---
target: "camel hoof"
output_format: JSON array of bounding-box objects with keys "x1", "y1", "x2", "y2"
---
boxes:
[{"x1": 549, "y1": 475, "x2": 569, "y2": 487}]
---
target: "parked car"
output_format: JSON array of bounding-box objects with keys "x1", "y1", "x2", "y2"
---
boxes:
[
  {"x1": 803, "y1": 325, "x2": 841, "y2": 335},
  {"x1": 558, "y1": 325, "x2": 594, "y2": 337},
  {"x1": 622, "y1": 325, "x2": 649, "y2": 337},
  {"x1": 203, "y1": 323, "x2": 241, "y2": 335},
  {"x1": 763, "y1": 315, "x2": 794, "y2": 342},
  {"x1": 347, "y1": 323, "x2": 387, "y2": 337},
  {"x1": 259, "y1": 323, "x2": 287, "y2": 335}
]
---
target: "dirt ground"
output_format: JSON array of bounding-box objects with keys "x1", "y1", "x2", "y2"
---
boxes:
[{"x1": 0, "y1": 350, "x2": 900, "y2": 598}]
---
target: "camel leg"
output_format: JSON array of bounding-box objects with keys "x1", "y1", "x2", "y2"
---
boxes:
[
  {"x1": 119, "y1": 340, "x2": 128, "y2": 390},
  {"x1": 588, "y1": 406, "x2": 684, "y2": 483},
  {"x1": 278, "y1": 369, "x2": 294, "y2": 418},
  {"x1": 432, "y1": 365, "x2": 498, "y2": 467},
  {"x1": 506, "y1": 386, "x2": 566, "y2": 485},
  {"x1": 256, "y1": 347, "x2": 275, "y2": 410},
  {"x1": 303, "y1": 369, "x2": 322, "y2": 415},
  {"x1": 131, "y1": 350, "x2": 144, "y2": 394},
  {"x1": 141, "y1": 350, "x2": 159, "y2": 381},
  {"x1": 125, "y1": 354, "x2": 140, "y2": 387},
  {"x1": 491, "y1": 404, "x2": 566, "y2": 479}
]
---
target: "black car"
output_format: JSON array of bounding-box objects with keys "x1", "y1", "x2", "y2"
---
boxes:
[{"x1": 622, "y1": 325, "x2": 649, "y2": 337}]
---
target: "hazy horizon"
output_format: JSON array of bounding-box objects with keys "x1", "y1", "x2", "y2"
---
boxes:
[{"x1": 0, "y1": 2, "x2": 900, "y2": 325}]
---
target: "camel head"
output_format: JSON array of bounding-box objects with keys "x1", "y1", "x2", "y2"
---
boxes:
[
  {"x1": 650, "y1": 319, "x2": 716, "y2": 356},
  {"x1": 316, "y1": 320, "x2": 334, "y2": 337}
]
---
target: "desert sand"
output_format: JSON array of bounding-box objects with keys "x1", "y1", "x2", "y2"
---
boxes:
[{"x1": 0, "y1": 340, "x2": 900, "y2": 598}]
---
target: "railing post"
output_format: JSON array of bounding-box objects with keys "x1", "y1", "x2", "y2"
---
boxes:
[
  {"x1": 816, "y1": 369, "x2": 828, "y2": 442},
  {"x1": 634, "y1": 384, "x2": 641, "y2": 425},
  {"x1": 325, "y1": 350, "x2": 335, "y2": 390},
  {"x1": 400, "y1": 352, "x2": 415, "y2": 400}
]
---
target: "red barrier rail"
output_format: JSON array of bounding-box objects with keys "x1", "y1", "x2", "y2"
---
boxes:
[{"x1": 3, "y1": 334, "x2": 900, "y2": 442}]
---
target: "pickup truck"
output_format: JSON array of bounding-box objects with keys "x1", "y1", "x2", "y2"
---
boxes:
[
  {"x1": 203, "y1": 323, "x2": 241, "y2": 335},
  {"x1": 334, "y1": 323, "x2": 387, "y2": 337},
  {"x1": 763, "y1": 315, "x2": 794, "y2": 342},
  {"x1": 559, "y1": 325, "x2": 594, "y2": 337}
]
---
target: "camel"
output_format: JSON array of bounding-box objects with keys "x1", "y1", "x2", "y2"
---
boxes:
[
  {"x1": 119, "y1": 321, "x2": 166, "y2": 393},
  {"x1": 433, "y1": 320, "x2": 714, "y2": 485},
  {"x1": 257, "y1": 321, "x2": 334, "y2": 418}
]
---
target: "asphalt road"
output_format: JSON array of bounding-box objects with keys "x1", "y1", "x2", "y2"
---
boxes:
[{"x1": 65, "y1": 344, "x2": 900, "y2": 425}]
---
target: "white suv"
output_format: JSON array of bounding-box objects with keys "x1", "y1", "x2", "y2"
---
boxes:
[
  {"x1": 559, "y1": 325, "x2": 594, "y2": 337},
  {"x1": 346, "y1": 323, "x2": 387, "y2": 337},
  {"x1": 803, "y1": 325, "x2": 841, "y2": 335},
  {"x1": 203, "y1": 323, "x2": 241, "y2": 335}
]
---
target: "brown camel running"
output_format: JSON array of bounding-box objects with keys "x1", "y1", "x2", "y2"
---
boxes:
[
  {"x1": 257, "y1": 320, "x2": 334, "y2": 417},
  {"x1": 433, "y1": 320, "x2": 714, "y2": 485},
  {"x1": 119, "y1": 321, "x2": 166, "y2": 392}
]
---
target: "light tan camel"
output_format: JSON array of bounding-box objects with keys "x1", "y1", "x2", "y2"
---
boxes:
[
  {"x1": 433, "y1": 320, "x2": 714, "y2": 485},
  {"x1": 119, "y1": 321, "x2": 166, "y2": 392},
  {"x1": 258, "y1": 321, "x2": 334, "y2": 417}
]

____________________

Which lines above contain the string "camel"? List each of them in full, treating uppercase and lowercase letters as different.

target: "camel hoof"
target: "camel leg"
target: "camel head"
target: "camel"
target: "brown camel running"
target: "light tan camel"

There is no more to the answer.